**WHAT IS ASKED**
Report how many lines of the data below contain the word "overcast", giving only the number.

**Excerpts of annotation records**

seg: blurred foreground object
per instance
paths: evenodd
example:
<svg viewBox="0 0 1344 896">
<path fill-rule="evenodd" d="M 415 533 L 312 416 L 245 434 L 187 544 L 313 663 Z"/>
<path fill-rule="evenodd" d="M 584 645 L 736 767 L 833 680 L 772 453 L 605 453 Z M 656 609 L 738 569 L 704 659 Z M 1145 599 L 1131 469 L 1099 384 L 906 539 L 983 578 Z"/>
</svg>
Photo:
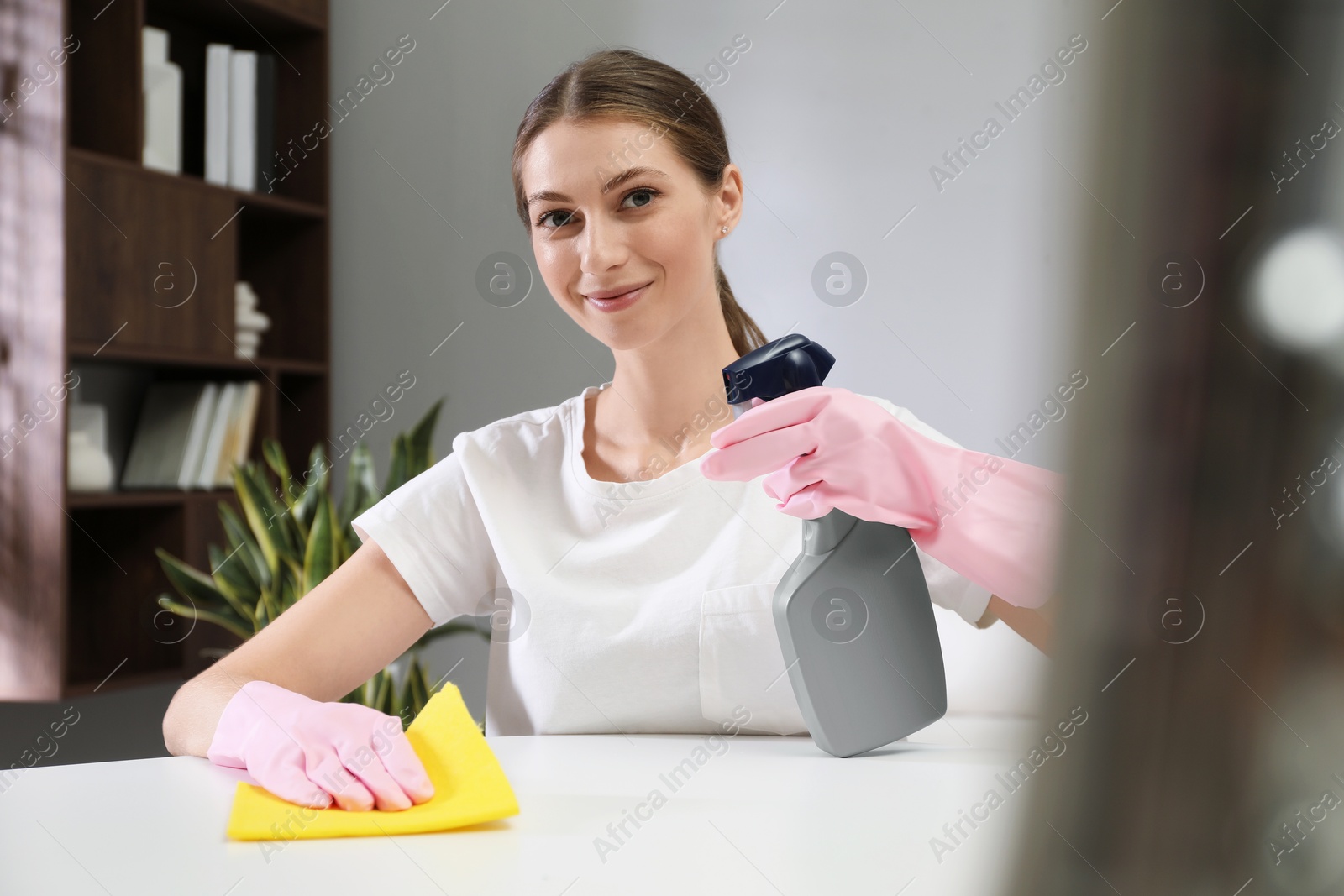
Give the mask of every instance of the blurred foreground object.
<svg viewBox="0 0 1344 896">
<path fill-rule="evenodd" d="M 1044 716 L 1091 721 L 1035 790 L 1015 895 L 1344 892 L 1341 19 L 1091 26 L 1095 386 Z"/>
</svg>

==

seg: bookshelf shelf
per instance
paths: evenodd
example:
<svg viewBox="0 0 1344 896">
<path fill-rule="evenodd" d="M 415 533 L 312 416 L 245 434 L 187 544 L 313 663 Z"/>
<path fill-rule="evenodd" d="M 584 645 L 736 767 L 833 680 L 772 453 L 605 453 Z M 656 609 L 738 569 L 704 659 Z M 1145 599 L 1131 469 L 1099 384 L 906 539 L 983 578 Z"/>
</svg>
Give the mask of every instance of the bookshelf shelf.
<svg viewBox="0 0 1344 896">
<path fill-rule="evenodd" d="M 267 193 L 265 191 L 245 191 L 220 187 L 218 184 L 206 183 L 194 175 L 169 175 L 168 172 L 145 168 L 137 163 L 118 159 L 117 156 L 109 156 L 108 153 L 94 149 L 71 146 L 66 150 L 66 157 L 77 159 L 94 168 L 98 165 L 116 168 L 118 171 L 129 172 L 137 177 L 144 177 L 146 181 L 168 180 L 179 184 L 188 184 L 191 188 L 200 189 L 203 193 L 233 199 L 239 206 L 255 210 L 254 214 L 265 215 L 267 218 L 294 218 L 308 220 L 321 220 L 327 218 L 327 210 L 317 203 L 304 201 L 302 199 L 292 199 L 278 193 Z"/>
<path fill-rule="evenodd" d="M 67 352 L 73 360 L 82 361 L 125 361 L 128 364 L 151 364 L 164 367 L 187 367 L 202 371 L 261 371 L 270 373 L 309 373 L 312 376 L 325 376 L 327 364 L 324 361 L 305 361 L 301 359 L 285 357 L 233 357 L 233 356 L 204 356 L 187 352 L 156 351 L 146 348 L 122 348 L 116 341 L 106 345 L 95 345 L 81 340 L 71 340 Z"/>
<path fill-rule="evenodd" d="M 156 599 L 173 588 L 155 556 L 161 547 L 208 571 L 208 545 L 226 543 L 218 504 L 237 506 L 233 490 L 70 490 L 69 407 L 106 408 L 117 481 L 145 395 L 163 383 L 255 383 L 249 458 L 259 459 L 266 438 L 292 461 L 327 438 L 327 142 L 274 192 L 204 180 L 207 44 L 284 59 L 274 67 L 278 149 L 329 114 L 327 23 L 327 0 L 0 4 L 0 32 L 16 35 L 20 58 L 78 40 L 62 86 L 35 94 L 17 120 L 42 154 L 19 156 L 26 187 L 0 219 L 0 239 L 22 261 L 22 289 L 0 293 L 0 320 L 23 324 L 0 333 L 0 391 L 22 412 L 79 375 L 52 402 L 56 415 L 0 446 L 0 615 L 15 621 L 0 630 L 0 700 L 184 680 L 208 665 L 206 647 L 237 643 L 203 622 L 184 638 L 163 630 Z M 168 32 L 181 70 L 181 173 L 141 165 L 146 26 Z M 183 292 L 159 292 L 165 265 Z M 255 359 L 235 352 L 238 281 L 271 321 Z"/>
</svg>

---

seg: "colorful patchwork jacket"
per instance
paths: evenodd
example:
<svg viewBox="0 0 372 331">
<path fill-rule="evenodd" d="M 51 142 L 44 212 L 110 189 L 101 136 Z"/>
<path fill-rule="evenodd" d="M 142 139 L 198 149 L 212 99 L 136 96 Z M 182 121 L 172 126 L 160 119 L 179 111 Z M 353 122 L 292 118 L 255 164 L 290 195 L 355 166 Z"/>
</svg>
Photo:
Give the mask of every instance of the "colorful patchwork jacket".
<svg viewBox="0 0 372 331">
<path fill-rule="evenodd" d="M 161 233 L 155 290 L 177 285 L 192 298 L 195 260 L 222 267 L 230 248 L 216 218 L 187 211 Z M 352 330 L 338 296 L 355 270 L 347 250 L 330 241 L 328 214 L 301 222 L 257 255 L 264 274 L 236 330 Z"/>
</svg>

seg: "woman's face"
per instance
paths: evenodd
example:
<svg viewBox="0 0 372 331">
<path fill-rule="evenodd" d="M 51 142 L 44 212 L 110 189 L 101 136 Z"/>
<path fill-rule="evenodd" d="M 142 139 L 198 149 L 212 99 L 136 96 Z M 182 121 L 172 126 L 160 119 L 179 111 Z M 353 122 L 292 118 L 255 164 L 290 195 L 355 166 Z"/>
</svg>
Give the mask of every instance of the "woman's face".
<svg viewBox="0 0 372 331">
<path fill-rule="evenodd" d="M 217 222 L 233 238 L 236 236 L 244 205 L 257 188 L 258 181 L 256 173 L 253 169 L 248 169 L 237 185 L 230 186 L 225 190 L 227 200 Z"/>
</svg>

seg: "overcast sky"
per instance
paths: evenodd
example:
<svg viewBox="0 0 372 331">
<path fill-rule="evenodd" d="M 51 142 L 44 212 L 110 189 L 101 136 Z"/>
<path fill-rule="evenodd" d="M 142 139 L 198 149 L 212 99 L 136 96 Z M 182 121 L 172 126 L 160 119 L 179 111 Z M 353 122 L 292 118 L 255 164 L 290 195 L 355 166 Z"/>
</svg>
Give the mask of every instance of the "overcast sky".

**RESULT OF THIS TASK**
2